[[ Data provided, beginning ]]

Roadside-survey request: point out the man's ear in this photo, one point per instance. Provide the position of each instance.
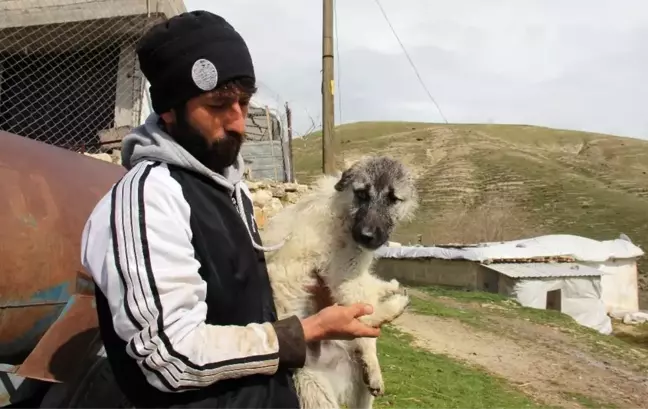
(168, 117)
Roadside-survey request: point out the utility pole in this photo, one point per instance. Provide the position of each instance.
(329, 142)
(289, 123)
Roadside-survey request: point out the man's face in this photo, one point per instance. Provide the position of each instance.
(211, 126)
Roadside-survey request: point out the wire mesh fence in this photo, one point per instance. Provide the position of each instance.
(69, 77)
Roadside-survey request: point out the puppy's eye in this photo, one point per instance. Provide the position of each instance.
(361, 195)
(394, 198)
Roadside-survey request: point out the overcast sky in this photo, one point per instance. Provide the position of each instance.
(574, 64)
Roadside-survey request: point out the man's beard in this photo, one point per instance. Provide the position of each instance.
(216, 155)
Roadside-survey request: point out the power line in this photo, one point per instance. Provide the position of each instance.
(339, 69)
(411, 62)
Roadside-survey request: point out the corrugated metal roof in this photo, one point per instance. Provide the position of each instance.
(544, 270)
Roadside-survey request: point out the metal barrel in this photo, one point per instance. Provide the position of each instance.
(46, 196)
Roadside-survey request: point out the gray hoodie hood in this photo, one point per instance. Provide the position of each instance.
(150, 142)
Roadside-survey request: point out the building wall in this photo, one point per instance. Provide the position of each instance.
(621, 286)
(23, 13)
(453, 273)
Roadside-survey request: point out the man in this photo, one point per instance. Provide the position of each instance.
(183, 298)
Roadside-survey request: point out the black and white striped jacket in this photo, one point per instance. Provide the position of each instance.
(183, 298)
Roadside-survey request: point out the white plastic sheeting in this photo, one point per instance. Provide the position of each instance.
(580, 299)
(580, 248)
(620, 284)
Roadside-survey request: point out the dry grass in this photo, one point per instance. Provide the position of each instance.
(502, 182)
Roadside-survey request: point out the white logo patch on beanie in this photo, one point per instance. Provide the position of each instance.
(204, 74)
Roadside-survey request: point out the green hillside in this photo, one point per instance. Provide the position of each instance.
(500, 182)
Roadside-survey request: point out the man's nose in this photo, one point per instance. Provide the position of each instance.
(236, 119)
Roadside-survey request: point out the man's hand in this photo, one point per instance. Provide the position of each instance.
(339, 322)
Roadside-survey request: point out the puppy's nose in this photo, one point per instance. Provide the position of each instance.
(367, 233)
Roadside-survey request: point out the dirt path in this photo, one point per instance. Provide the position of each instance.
(548, 371)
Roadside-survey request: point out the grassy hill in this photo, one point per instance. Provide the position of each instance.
(499, 182)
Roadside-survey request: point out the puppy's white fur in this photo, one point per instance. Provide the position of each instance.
(318, 241)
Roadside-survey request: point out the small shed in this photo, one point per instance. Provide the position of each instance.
(571, 288)
(582, 277)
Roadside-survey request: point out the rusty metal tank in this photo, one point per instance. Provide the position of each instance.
(46, 195)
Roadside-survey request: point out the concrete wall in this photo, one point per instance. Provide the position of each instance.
(23, 13)
(264, 160)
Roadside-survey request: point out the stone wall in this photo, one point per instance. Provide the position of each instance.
(268, 197)
(271, 197)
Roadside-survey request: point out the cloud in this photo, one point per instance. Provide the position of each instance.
(575, 64)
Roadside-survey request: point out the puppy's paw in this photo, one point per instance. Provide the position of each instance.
(390, 289)
(394, 306)
(373, 379)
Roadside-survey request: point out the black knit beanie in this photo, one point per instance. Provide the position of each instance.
(189, 54)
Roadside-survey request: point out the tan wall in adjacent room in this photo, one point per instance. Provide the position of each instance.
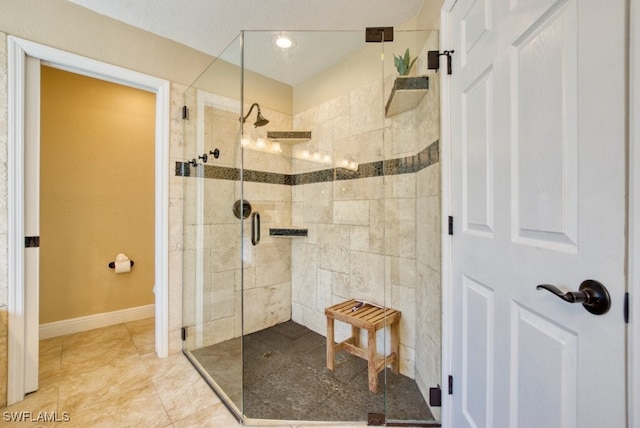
(96, 195)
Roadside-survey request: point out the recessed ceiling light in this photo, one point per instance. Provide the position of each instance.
(284, 42)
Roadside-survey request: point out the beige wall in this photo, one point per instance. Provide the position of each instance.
(97, 146)
(71, 28)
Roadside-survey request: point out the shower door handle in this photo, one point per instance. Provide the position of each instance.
(255, 228)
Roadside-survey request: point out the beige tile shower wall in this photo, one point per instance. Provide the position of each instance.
(176, 194)
(375, 238)
(215, 259)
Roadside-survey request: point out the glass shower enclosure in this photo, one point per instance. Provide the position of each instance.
(311, 184)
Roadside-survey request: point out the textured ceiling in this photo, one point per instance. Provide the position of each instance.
(211, 26)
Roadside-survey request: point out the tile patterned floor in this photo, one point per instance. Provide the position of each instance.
(111, 377)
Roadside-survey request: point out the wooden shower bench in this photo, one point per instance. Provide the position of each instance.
(372, 318)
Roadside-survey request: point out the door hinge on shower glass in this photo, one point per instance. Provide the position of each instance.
(626, 307)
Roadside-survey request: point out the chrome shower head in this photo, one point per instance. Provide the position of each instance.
(260, 120)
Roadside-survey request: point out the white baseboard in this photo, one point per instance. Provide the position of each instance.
(75, 325)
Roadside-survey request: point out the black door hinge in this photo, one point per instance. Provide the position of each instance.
(433, 60)
(31, 241)
(626, 308)
(435, 396)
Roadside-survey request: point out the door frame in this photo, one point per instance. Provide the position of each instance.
(18, 49)
(633, 255)
(633, 213)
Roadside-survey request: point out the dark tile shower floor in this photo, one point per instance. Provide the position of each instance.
(286, 378)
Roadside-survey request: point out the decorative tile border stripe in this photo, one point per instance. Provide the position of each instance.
(288, 232)
(405, 165)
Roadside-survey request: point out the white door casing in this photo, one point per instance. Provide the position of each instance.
(537, 190)
(23, 322)
(32, 222)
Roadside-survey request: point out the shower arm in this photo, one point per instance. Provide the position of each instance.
(243, 120)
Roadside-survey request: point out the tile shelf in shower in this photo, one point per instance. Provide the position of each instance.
(291, 137)
(287, 232)
(406, 94)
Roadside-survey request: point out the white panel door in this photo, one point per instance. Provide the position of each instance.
(538, 197)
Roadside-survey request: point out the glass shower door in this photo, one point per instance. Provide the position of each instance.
(313, 194)
(213, 215)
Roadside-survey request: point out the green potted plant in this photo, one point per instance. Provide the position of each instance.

[[ Data provided, end ]]

What you return should match the records line for line, minus the pictures.

Roadside-survey request: point out the man's ear in this photo, one point per instance. Provide the position of each instance.
(168, 117)
Roadside-survey request: point out the utility pole in this photo, one point per instance. Provide the position of each instance.
(329, 142)
(289, 123)
Roadside-survey request: point out the man's face in this photo, one point per instance. Provide the position of each instance.
(211, 126)
Roadside-survey request: point out the wire mesh fence in this photo, one point per instance. Provide the position of each instance.
(69, 77)
Roadside-survey request: point out the puppy's eye in this photo, one point per instance. Provide the position of each instance.
(361, 195)
(394, 198)
Roadside-survey request: point out the overcast sky in this photo, one point per instance. Provide the position of each instance.
(574, 64)
Roadside-survey request: point out the man's beard in this photo, one point per instance. Provide the position of each instance.
(216, 155)
Roadside-survey request: point out the power line in this photo, one point per instance. Provide the position of each instance.
(339, 69)
(411, 62)
Roadside-survey request: point out the corrugated metal roof in this photo, one point per instance. Provide the position of each instance.
(544, 270)
Roadside-survey request: point out the metal barrel in this photo, one point per instance. Provide the position of each instance.
(46, 196)
Roadside-survey request: point out the gray hoodie hood in this photo, one point per instance. Provide the position of each instance.
(150, 142)
Roadside-survey request: point out the building wall in this photo, one point per instance. Provide the position of each instance.
(621, 286)
(23, 13)
(453, 273)
Roadside-survey request: point out the man in this photo, one point per instance. Provide the position of each instance.
(183, 298)
Roadside-survey request: point out the black and white striped jacket in this photo, one point per instance. Provide the position of each instance.
(183, 298)
Roadside-survey request: point out the white plastic sheeting in this photo, one point per instance. Provide the position of each instance.
(580, 299)
(580, 248)
(620, 284)
Roadside-survey request: point out the dry grass in this photo, one point per instance. Provide the position of each instance.
(502, 182)
Roadside-survey request: point out the white logo patch on beanie in this photo, one point per instance. Provide the position of each instance.
(204, 74)
Roadside-survey request: point out the green hillside in this photo, one point per instance. Provide the position of each instance.
(500, 182)
Roadside-survey request: point out the man's nose in this photo, one point per instance. Provide the position of each instance.
(236, 119)
Roadside-survey request: point out the man's hand in this photo, one point per instance. Provide the position of each instance.
(339, 322)
Roadside-survey request: point out the puppy's nose in this photo, one point per instance. Provide the position of each instance.
(367, 233)
Roadside-survey request: point out the dirt path in this photo, one point per instance. Provide the position of each instance.
(548, 371)
Roadside-survey request: point out the grassy hill in this photo, one point per instance. Provide the position of each instance.
(499, 182)
Roadside-survey request: point out the puppy's white fur in this photo, one point per instance. Provide the position of each instance.
(318, 241)
Roadside-survey request: point out the small shed in this photo, one point per instance. Provide the position of each instance.
(571, 288)
(582, 277)
Roadside-survey request: point out the rusty metal tank in this photo, one point per instance. Provide the position of each instance.
(46, 195)
Roadside-survey request: point out the concrete wall in this photo, one point per instance. Provide the position of each instance.
(23, 13)
(264, 160)
Roadside-survey request: point out the stone wall in this photo, one point per instance. Provide the position of each instance.
(268, 197)
(271, 197)
Roadside-survey request: point out the cloud in this photo, one point per instance. Provide the position of each instance.
(575, 64)
Roadside-survey request: point out the puppy's paw in this photo, one point per instance. Provide the position of each instance.
(390, 289)
(394, 306)
(373, 379)
Roadside-survey request: point out the black knit beanie in this photo, one point per instance. Provide the position of each instance.
(189, 54)
Roadside-survey request: point out the tan wall in adjacent room in this photo, one point per instance. Provide the position of each instance.
(96, 195)
Roadside-survey request: point out the recessed ceiling light in this photo, one point per instance. Provide the position of each instance.
(284, 42)
Roadside-survey request: point out the beige wall in this photo, one point per instance. Provide the position of each instance.
(97, 146)
(71, 28)
Roadside-survey request: point out the shower door handle in this photo, one point per instance. Provide the position of each instance.
(255, 228)
Roadside-survey request: point out the beige tile shower wall in this photo, one point per instance. Provide the position of each instance.
(176, 194)
(375, 238)
(215, 259)
Roadside-survey request: point out the glass shower enclosure in this photo, one point per instance. Provide the position of each instance.
(311, 184)
Roadside-survey request: point out the textured ceiling in this photo, one point per instance. Provide the position of each instance.
(211, 26)
Roadside-survey request: point out the tile patterned floor in this photo, one point per instance. Provide the position of each instance.
(111, 377)
Roadside-survey request: point out the wooden shower bench in this photo, one point per instance. Provide the position of each instance.
(372, 318)
Roadside-survey request: point out the door hinge on shower glass in this photo, one point per instance. Provide the position of each instance.
(626, 307)
Roadside-survey request: point out the chrome shower head in this photo, one point per instance. Provide the position of each instance.
(260, 120)
Roadside-survey request: point out the white baseboard in this photo, one point per instance. Provide the position of each instance.
(75, 325)
Roadside-survey request: point out the black door hinge in this photo, one point per instance. Provide the position of each instance.
(433, 60)
(31, 241)
(626, 308)
(435, 396)
Roadside-survey request: point out the door frame in this photo, one point per instance. Provide the position of each instance.
(18, 49)
(633, 255)
(633, 213)
Roadside-survey request: point out the dark tile shower floor in this photo, one point per instance. Provide the position of each instance.
(286, 378)
Roadside-survey request: point out the decorative tile border stripe in this photo, one point per instance. Provide the position of each instance.
(288, 232)
(405, 165)
Roadside-survey request: point out the white door casing in this photo, one point per instance. Provide the position of each instance.
(537, 190)
(23, 322)
(32, 222)
Roadside-survey request: point out the shower arm in this photo, one point per instance. Provide the position of each instance.
(243, 120)
Roadside-survey request: point out the tile shelf in shower in this photo, one point per instance. Provide the position of each instance.
(291, 137)
(287, 232)
(406, 94)
Roadside-survey request: point out the white panel door in this photo, one point per instance. Provide the position of each instance.
(538, 197)
Roadside-survey request: point out the glass shower door in this photo, one point per instance. Provide the position of each instance.
(313, 194)
(213, 215)
Roadside-survey request: point out the green potted plant in this photo, one point per instance. Provide the position of each instance.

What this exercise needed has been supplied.